Textauszug —
════════════════

Im Gegensatz zu anderen autoritären Regimen des Nahen Ostens verfügt Iran über eine gut ausgebildete Mittelschicht und zumindest in den Städten über ein selbstbewusstes Bürgertum. Dies macht eine totale Kontrolle, die es ohnedies nie geben kann, äußerst schwierig. Iran steht an der Spitze der Internetnutzer im Nahen Osten. Bis zu 35 Prozent der Bevölkerung nutzen das Netz regelmäßig. Allein in der Hauptstadt Teheran gibt es mehr als 4.000 Internetcafés und fast zehn Millionen Menschen im Land, die täglich mehrere Stunden am Tag online sind. Alle Versuche der Zensurbehörde, die Kommunikation im Internet unter Kontrolle zu bringen, sind bislang gescheitert. Selbstverständlich ist das Internet nicht nur ein Medium der Opposition, sondern wie überall in erster Linie ein Forum für die unterschiedlichen Arten der Kommunikation, von Lyrik über Kochrezepte bis zum Alltagstratsch. Dabei gibt es natürlich ein Gefälle zwischen Stadt und Land, reich und arm. Das Internet wird vor allem von der städtischen Mittelschicht in Privathaushalten genutzt. Interessanterweise gehörten die Mullahs, der schiitische Klerus, zu den ersten Nutzern des Internets in Iran. Sie haben sehr früh angefangen, religiöse Texte und auch Fatwas im Netz zu veröffentlichen, um diese ihren Anhängern zugänglich zu machen. Auch die staatlichen Institutionen - Ministerien, Parlament, der Präsident - haben eigene Internetseiten, auf denen sie über ihre Aktivitäten berichten.

Die Iraner zählen zu den aktivsten Bloggern weltweit. Auch wenn Bloggen allein den autoritären Staat nicht reformieren wird können, ist das Internet doch ein entscheidendes Medium für Opposition und Zivilgesellschaft in Iran. Seit Sommer 2009 ist es der iranischen Regierung trotz verschärftem Terror nicht gelungen, die iranische Oppositionsbewegung einzudämmen. Das wird auch im Internet deutlich, wo die Zahl der oppositionellen Webseiten wächst. Im Juni 2009 galt das Land als Hort der "Twitter Revolution". Hier wurden Treffpunkte und Uhrzeiten für Kundgebungen vereinbart, aber auch Meldungen über Verhaftete, Verletzte und Tote ausgetauscht. Proteste nach der gefälschten Wiederwahl von Präsident Mahmud Ahmadineschad wurden über den Kurznachrichtendienst, Blogs und Facebook organisiert, das YouTube-Video der sterbenden Demonstrantin Neda Agha-Soltan machte sie zum Symbol der iranischen Revolution. Es war die Rede von einer mächtigen kritischen Öffentlichkeit, die vielleicht das Regime stürzen könnte - eine Hoffnung, die sich als trügerisch erwies. Die anfängliche Euphorie über die Macht der neuen Medien ist mittlerweile verflogen. Heute wird im Gegenteil kritisch und resigniert gefragt, ob der "Twitterfrühling" im Sommer 2009 nicht im Gegenteil eine virtuelle Scheinwelt war, die mit der Realität im Land nur wenig zu tun hatte?

════════════════

Bereitgestellte Daten —
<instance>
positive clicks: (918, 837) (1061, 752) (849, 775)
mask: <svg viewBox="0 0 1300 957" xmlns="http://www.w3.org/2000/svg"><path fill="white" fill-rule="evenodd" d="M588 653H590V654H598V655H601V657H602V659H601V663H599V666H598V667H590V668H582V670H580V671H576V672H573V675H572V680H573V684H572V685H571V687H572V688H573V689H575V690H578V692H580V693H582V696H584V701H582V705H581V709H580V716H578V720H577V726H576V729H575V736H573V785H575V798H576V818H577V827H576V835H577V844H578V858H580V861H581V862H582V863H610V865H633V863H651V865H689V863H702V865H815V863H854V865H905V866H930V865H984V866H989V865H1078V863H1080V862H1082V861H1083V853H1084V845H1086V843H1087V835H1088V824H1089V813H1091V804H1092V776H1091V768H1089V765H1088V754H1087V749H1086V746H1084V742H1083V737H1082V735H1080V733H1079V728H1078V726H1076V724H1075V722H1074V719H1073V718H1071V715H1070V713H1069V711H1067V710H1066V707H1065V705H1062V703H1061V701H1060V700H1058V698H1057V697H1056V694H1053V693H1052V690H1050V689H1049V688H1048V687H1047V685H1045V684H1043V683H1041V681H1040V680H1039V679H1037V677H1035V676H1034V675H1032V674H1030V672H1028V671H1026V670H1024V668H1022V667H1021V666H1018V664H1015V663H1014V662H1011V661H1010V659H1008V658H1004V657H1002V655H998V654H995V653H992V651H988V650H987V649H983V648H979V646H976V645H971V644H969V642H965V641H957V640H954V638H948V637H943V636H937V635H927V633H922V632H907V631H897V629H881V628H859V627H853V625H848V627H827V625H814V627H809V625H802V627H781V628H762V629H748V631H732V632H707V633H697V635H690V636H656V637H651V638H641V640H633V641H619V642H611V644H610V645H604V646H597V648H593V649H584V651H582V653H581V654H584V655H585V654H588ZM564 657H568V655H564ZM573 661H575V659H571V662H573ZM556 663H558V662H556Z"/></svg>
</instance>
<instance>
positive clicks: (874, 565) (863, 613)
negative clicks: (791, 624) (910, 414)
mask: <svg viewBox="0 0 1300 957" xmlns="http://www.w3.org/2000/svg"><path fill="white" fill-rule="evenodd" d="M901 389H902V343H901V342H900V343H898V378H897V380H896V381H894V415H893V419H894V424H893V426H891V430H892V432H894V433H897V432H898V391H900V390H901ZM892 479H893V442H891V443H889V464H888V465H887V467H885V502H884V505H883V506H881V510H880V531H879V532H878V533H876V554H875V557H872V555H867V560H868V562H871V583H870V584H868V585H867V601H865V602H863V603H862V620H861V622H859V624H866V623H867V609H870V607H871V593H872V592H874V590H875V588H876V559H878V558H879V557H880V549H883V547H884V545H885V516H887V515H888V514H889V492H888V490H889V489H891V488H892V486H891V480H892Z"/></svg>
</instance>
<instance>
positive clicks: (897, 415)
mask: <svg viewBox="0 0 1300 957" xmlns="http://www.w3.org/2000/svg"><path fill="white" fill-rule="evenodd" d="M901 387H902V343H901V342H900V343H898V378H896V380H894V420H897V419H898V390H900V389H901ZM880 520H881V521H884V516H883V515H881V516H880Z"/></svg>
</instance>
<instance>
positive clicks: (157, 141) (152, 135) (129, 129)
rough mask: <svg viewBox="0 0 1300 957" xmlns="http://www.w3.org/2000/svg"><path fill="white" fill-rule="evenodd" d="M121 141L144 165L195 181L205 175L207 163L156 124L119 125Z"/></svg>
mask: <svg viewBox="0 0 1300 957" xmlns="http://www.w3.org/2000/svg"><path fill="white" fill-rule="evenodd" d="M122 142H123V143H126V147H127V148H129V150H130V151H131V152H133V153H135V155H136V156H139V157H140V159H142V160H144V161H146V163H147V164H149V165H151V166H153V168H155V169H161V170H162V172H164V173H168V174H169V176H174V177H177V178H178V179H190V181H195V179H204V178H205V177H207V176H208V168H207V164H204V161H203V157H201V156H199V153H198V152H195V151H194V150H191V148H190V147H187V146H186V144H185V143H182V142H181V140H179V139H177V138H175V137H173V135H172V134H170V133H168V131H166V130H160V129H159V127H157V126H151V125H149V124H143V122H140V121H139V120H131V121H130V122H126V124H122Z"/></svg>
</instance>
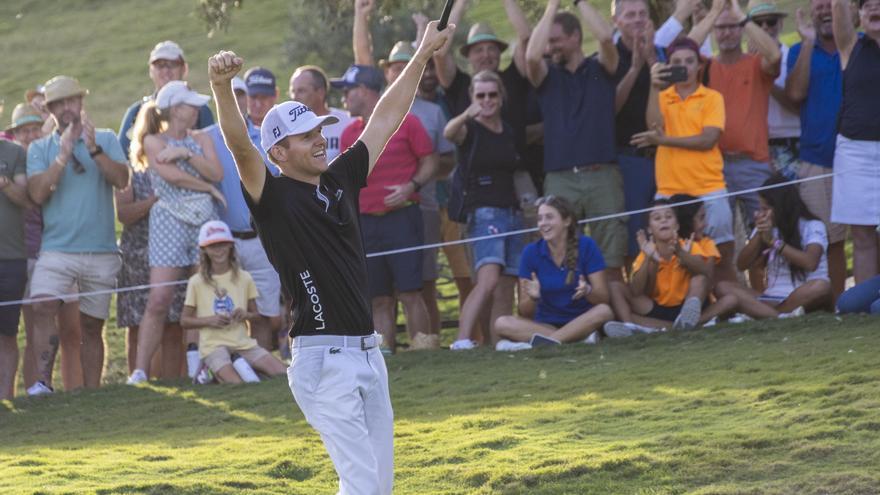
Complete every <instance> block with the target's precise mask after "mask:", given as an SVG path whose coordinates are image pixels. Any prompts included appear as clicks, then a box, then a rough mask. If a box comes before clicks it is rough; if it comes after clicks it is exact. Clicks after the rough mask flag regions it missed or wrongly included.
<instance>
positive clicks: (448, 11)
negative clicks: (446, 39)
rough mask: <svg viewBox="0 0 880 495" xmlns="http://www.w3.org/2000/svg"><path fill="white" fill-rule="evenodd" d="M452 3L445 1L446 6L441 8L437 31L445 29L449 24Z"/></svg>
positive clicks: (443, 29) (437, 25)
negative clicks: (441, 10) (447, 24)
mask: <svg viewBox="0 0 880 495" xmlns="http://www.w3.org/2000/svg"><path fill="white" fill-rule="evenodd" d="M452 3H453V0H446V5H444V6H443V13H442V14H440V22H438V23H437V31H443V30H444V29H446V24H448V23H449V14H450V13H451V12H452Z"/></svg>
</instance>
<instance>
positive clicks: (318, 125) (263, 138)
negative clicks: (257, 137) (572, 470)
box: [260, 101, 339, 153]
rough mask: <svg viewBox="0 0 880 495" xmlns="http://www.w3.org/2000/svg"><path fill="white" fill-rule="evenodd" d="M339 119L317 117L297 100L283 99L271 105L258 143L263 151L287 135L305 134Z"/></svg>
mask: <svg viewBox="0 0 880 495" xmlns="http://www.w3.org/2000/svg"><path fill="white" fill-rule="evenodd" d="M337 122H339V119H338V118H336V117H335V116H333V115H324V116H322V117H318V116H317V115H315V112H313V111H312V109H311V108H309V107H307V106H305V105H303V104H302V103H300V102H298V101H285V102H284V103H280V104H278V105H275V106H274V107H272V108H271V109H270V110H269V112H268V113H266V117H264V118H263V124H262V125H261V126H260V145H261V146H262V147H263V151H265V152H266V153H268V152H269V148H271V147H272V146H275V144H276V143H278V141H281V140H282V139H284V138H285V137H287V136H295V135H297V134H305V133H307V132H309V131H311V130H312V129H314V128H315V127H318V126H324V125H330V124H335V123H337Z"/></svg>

════════════════

Ihre Aufgaben —
1) Wie viele Internetcafés gibt es laut dem Text über das Internet in Iran allein in Teheran?
2) Führen Sie den Text über das Internet in Iran im Anschluss an seinen letzten Satz weiter.

Lösungen —
1) Mehr als 4.000.

2)
Möglichkeiten und Grenzen der Außenpolitik

Die Erfahrungen der letzten Jahre haben gezeigt, dass den Möglichkeiten von außen die freie und objektive Berichterstattung zu fördern, enge Grenzen gesetzt sind. Es gibt natürlich die Arbeit der politischen Stiftungen, die Goethe-Institute und verschiedene Instrumentarien des Austausches in der Wissenschaft und im Jugenbereich. Wichtiger sind jedoch die privaten NGO?s wie das in den USA ansässige "Tehran Bureau", ein Online-Projekt amerikanischer und iranischer Journalisten, die sich zum Ziel gesetzt haben, journalistisch fundierte Berichte aus dem Iran zu liefern, die in klassischen Medien bisher nicht zu finden sind. Auch die Gemeinde der Bahai, die im Iran verfolgt und ausgegrenzt werden, verfolgen eine rege und in Teilen durchaus erfolgreiche Öffentlichkeitsarbeit.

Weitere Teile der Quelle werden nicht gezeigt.